Write the data out again in full, with no departure from the original.
begin
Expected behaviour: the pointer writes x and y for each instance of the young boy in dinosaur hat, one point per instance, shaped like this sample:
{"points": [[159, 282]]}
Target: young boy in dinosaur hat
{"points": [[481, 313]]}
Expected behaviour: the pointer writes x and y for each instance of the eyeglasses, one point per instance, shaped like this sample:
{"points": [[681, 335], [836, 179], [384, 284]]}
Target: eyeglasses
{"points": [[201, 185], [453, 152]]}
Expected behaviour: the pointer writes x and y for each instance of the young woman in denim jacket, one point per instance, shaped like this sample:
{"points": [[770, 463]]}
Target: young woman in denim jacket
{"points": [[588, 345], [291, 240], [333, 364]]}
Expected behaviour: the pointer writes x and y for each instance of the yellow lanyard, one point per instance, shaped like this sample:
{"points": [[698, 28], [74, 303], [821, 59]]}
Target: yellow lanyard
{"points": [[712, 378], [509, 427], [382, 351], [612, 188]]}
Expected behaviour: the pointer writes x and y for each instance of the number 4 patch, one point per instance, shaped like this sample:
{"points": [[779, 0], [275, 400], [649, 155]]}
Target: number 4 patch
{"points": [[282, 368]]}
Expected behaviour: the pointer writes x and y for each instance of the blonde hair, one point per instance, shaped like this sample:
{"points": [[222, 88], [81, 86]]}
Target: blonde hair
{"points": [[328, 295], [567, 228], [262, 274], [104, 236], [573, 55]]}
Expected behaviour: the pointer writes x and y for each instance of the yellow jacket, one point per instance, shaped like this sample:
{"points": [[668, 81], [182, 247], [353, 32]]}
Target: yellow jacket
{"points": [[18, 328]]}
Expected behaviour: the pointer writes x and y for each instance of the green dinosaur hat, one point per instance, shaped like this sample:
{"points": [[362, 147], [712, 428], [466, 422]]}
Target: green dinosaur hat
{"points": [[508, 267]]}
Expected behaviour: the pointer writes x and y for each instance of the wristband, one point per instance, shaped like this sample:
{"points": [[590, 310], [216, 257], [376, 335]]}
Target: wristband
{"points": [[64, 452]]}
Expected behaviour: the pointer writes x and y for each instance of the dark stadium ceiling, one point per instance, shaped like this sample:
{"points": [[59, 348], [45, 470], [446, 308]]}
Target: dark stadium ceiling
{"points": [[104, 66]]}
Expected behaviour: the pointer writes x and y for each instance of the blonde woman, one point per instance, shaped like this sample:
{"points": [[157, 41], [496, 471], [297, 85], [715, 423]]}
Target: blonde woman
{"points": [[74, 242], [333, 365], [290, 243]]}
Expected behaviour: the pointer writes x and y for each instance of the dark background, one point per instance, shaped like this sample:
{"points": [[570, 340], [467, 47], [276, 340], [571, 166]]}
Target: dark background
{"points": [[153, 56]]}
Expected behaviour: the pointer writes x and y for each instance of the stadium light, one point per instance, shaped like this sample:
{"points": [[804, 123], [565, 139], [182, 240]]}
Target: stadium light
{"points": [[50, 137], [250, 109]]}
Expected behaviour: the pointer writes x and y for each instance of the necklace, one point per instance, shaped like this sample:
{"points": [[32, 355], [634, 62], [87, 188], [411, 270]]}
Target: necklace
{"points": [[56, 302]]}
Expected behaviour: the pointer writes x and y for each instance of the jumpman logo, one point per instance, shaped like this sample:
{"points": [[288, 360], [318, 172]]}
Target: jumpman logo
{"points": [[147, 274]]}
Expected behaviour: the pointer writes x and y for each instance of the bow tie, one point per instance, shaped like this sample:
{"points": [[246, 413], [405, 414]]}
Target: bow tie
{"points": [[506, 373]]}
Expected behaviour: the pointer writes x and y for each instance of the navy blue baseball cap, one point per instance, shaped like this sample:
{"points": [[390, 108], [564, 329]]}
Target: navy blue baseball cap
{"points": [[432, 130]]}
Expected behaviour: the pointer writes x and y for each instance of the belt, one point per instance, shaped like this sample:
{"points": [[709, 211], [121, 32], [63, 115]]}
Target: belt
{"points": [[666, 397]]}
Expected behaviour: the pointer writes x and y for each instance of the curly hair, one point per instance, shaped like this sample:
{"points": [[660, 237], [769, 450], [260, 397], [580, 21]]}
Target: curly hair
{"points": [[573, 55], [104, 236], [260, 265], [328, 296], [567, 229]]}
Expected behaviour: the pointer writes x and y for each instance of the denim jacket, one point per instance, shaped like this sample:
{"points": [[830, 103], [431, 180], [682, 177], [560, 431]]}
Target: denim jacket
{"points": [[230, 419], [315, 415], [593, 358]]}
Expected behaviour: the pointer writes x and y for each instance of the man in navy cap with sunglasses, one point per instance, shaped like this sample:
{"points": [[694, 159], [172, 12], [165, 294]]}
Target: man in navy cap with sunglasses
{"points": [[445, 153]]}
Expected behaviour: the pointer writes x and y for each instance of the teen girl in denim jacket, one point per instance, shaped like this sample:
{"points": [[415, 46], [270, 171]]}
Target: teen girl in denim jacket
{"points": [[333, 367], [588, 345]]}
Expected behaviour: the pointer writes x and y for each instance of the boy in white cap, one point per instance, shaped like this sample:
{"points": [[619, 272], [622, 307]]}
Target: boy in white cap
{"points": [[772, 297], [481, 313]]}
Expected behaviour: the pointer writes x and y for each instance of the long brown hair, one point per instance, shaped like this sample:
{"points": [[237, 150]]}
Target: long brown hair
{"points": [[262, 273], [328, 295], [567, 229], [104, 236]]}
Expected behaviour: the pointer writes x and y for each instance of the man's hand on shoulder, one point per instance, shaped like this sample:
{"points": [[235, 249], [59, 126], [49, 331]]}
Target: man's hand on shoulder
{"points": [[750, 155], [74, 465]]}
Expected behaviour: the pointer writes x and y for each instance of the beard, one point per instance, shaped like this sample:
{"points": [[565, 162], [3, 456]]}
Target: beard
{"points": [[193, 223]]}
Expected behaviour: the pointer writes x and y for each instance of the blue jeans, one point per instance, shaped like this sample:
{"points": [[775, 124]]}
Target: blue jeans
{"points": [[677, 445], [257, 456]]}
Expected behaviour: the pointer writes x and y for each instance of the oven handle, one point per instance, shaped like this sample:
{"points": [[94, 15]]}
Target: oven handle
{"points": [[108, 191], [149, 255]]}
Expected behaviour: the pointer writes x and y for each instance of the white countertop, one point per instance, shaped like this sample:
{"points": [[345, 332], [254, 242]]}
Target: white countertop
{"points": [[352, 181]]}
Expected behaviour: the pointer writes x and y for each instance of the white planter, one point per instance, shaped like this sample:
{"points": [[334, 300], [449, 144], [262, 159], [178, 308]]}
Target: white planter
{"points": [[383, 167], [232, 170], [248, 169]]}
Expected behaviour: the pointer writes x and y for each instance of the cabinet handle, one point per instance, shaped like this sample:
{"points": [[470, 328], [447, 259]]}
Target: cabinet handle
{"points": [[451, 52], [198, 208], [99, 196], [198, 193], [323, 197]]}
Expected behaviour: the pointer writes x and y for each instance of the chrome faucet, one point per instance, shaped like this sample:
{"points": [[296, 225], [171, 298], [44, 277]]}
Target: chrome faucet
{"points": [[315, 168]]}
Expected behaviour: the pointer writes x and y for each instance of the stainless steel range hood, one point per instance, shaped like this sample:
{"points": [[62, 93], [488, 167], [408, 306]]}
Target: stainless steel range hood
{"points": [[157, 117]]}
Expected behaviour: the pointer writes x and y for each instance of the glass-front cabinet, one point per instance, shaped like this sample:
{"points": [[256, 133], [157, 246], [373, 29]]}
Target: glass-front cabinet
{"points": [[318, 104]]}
end
(ANSWER)
Expected behaviour: the pointer writes x and y for each instance of the young boy in dinosaur hat, one point per instance, shaped like this sample:
{"points": [[159, 282]]}
Target: young boy in dinosaur hat
{"points": [[481, 313]]}
Expected behaviour: the pointer writes x and y for each instance of the eyeglasses, one point per instance, shaped like this sample:
{"points": [[681, 335], [836, 179], [384, 284]]}
Target: eyeglasses
{"points": [[201, 185], [453, 152]]}
Expected behaviour: the pointer writes x and y for each instance of the young woman in denim jacket, one point per instance, shaped like this sample:
{"points": [[770, 463]]}
Target: young woman in denim jacket
{"points": [[588, 345], [291, 240], [333, 364]]}
Expected behaviour: the pointer writes x and y for each instance of the yellow lanyard, one point per instance, shaped like this sample:
{"points": [[698, 28], [74, 303], [821, 59]]}
Target: yellow lanyard
{"points": [[712, 378], [509, 427], [382, 351], [612, 188]]}
Expected behaviour: the pointer writes x and y for each instance of the number 4 patch, one point per instance, shaped like this sample:
{"points": [[779, 0], [275, 400], [649, 155]]}
Target: number 4 patch
{"points": [[282, 368]]}
Expected behaviour: the pointer writes x and y for each instance of the blonde hair, one point per instance, shaped like this sample:
{"points": [[222, 88], [81, 86]]}
Target: blonde hair
{"points": [[328, 295], [567, 228], [262, 274], [104, 236], [573, 55]]}
Expected behaviour: the pointer writes x and y for each instance of the yellow jacket, one point per instance, shaped like this sample:
{"points": [[668, 81], [182, 247], [353, 32]]}
Target: yellow jacket
{"points": [[18, 328]]}
Expected behaviour: the pointer writes x and y for each instance of the green dinosaur hat, one point per instance, shaped like this sample:
{"points": [[362, 147], [712, 428], [466, 422]]}
Target: green dinosaur hat
{"points": [[508, 267]]}
Expected behaviour: the pointer writes x and y for each instance of the wristband, one point per instance, shaped like this sample:
{"points": [[590, 310], [216, 257], [376, 335]]}
Target: wristband
{"points": [[64, 452]]}
Expected behaviour: the pointer writes x and y for each instance of the dark stadium ceiling, one point per instance, shaped like this sample:
{"points": [[59, 348], [45, 470], [446, 308]]}
Target: dark stadium ceiling
{"points": [[104, 66]]}
Expected behaviour: the pointer writes x and y for each instance of the blonde woman, one point per instance, shaped like this sample:
{"points": [[157, 41], [496, 471], [297, 85], [715, 423]]}
Target: blonde woman
{"points": [[74, 242], [333, 365], [290, 243]]}
Expected behaviour: the pointer writes x and y for each instance of the dark background, one point per instance, shaped like this sample:
{"points": [[570, 340], [467, 47], [276, 340], [571, 166]]}
Target: dark background
{"points": [[153, 56]]}
Expected behaviour: the pointer writes x and y for each instance of the stadium light, one point per instance, shaped like this sample:
{"points": [[804, 123], [565, 139], [182, 240]]}
Target: stadium light
{"points": [[50, 137], [250, 109]]}
Expected behaviour: the pointer writes x and y for each instance of the necklace, one point per instance, shaped like this sample:
{"points": [[32, 355], [634, 62], [87, 188], [411, 270]]}
Target: necklace
{"points": [[56, 302]]}
Expected behaviour: the pointer writes x and y for each instance of the jumpman logo, one point per instance, shaped like this sample:
{"points": [[288, 360], [318, 172]]}
Target: jumpman logo
{"points": [[147, 274]]}
Expected behaviour: the pointer writes x and y for each instance of the bow tie, one point per instance, shaped like this sample:
{"points": [[246, 413], [405, 414]]}
Target: bow tie
{"points": [[506, 373]]}
Expected behaviour: the pointer writes x and y for each instance of the navy blue baseball cap, one point per instance, shaped like this sample:
{"points": [[390, 108], [564, 329]]}
Target: navy blue baseball cap
{"points": [[432, 130]]}
Expected behaviour: the pointer writes x and y for each instance of the belt, one point per instance, shaped like this sample:
{"points": [[709, 211], [121, 32], [63, 115]]}
Target: belt
{"points": [[666, 397]]}
Expected behaviour: the pointer writes x and y for each instance of the curly hair, one point per instance, shaped like this sample:
{"points": [[660, 237], [769, 450], [260, 397], [580, 21]]}
Target: curly hair
{"points": [[573, 55], [104, 236], [260, 265], [328, 296], [567, 229]]}
Expected behaviour: the pointer writes x and y for each instance of the denim jacket, one point per instance, shaped like this sample:
{"points": [[830, 103], [431, 180], [682, 177], [560, 431]]}
Target: denim jacket
{"points": [[230, 419], [315, 415], [593, 358]]}
Expected behaviour: the pointer writes x and y for each instance of the man in navy cap with sunglasses, one point per instance, shaped like this sample:
{"points": [[694, 159], [172, 12], [165, 294]]}
Target: man in navy cap with sunglasses
{"points": [[445, 153]]}
Expected behaviour: the pointer writes x and y for each instance of the teen girl in denim jacket, one point per instance, shaped like this sample:
{"points": [[415, 46], [270, 171]]}
Target: teen girl in denim jacket
{"points": [[333, 367], [588, 345]]}
Expected behaviour: the pointer writes x and y for each instance of the boy in white cap, one point per instance, shaped like this sample:
{"points": [[619, 272], [622, 307]]}
Target: boy in white cap
{"points": [[772, 297], [481, 313]]}
Expected behaviour: the pointer writes x and y for each instance of the long brown hair, one point per instance, shaped like this sample:
{"points": [[237, 150]]}
Target: long brown hair
{"points": [[262, 273], [328, 295], [567, 229], [104, 236]]}
Expected behaviour: the pointer writes x and y for each instance of the man's hand on shoulder, one point per instance, shaped like this sample:
{"points": [[235, 249], [59, 126], [49, 331]]}
Target: man's hand on shoulder
{"points": [[750, 155], [74, 465]]}
Expected behaviour: the pointer writes x and y for each instance of the beard, one point per instance, shaped like this sample:
{"points": [[565, 162], [3, 456]]}
Target: beard
{"points": [[193, 223]]}
Expected behaviour: the pointer writes x and y for each instance of the blue jeans, one point per instance, shaped like this sample:
{"points": [[775, 124]]}
Target: blue jeans
{"points": [[677, 445], [257, 456]]}
Expected behaviour: the pointer writes x and y for each instance of the oven handle, one point per instance, shaped like this sample:
{"points": [[94, 15]]}
Target: oven handle
{"points": [[108, 191], [149, 255]]}
Expected behaviour: the pointer writes x and y for each instance of the white countertop, one point per instance, shaped like this sample:
{"points": [[345, 332], [254, 242]]}
Target: white countertop
{"points": [[352, 181]]}
Expected behaviour: the pointer writes x and y for each instance of the white planter, one point per instance, shaped like this sample:
{"points": [[334, 300], [449, 144], [262, 159], [178, 308]]}
Target: white planter
{"points": [[383, 167], [232, 170], [248, 169]]}
Expected behaviour: the pointer writes x and y for each instance of the cabinet handle, one point per instance, shaped like this sample:
{"points": [[470, 328], [447, 259]]}
Target: cabinet handle
{"points": [[451, 52], [198, 208], [99, 196], [198, 193], [323, 197]]}
Expected behaviour: the pointer writes x and y for each instance of the chrome faucet, one point per instance, shaped like this sample:
{"points": [[296, 225], [171, 298], [44, 277]]}
Target: chrome faucet
{"points": [[315, 168]]}
Expected behaviour: the pointer writes x and y for each instance of the stainless steel range hood, one point per instance, shaped like this sample:
{"points": [[62, 93], [488, 167], [408, 306]]}
Target: stainless steel range hood
{"points": [[157, 117]]}
Expected behaviour: the pointer writes x and y for each instance of the glass-front cabinet, one point per instance, shaped like this sample:
{"points": [[256, 133], [157, 246], [373, 29]]}
Target: glass-front cabinet
{"points": [[318, 104]]}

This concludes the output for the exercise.